Please pick out and copy every line in the records below that contains the string "leaf"; case counts.

______________________________

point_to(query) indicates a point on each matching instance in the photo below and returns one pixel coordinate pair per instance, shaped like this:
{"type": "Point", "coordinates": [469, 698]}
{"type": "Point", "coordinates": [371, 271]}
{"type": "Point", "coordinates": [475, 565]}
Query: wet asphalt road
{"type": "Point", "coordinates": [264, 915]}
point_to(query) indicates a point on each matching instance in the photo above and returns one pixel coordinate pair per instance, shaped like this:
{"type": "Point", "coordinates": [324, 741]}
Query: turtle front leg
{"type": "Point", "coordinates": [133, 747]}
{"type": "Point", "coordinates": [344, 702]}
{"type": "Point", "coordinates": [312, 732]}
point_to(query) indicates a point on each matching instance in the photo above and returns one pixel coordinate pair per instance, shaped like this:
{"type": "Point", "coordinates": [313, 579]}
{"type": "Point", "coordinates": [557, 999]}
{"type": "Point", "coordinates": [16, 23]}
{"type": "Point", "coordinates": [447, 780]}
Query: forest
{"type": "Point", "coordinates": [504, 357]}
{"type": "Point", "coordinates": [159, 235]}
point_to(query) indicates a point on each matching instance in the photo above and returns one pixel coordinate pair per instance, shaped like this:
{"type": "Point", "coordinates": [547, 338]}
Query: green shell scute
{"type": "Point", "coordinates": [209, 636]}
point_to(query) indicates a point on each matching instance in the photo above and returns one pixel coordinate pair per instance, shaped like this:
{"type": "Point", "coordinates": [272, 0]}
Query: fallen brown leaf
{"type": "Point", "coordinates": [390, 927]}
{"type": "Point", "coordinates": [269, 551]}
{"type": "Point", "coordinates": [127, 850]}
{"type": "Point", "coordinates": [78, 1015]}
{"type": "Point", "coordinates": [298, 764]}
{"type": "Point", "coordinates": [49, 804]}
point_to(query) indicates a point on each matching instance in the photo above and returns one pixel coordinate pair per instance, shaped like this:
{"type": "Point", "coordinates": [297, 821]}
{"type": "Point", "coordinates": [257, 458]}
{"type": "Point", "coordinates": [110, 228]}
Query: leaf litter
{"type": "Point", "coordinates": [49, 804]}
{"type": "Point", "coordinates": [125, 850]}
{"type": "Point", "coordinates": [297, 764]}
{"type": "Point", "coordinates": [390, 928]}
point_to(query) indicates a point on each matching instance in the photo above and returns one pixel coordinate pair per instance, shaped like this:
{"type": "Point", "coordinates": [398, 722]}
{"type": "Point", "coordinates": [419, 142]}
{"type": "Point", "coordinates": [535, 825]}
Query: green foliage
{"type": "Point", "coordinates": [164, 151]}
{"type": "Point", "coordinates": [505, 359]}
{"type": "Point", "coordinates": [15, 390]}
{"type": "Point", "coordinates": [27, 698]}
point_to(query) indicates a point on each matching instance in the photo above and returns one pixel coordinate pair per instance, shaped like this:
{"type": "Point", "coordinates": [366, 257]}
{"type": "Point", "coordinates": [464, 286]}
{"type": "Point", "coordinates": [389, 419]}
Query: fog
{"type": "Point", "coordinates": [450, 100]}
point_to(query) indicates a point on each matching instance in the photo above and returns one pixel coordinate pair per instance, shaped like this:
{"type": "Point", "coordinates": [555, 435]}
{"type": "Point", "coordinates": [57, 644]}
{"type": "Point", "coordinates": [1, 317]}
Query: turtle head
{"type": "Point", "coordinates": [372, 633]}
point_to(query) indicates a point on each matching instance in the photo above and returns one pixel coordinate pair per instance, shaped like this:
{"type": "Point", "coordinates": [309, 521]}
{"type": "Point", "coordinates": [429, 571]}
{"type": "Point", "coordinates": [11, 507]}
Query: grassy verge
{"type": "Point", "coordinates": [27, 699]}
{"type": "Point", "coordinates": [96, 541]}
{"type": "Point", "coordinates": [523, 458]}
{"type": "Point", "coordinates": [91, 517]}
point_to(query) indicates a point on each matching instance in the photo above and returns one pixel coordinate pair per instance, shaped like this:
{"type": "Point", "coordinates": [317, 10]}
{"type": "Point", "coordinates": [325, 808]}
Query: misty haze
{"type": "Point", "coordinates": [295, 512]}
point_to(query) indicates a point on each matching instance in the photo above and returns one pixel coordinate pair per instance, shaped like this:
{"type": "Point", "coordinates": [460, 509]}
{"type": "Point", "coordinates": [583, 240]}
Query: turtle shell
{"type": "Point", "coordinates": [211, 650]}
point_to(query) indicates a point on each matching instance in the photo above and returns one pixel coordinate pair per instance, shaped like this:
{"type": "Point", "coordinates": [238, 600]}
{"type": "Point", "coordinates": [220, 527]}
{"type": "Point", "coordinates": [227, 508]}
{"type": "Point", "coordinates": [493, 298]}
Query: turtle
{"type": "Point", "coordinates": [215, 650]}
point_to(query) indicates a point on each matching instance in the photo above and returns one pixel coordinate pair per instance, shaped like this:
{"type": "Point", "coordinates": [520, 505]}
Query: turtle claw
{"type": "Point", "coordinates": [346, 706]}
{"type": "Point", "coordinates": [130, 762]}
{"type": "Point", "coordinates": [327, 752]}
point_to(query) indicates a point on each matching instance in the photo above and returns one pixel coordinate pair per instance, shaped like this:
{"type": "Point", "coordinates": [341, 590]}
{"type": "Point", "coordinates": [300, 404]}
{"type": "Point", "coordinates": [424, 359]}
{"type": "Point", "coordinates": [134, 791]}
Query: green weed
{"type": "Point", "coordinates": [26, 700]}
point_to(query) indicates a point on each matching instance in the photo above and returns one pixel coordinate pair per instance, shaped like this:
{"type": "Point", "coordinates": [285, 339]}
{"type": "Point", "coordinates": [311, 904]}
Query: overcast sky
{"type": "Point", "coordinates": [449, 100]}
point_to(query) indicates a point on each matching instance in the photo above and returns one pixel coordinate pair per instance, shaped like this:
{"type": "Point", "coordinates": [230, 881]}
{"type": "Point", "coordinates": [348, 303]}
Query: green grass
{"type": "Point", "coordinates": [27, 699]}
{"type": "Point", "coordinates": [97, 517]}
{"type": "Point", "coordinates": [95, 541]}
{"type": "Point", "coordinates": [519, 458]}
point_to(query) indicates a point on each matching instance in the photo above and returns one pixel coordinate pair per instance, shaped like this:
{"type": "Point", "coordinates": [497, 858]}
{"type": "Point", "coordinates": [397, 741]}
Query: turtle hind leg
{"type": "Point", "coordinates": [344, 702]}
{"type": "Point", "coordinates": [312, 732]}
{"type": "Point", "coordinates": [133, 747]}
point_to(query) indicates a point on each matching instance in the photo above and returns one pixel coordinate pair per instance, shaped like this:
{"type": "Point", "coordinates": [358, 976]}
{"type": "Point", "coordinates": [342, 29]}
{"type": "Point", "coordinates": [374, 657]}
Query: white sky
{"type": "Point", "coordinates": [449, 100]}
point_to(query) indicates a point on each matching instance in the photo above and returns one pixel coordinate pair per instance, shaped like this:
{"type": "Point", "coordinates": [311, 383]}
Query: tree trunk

______________________________

▸ EXERCISE OUTPUT:
Query: fallen brown leaf
Query: leaf litter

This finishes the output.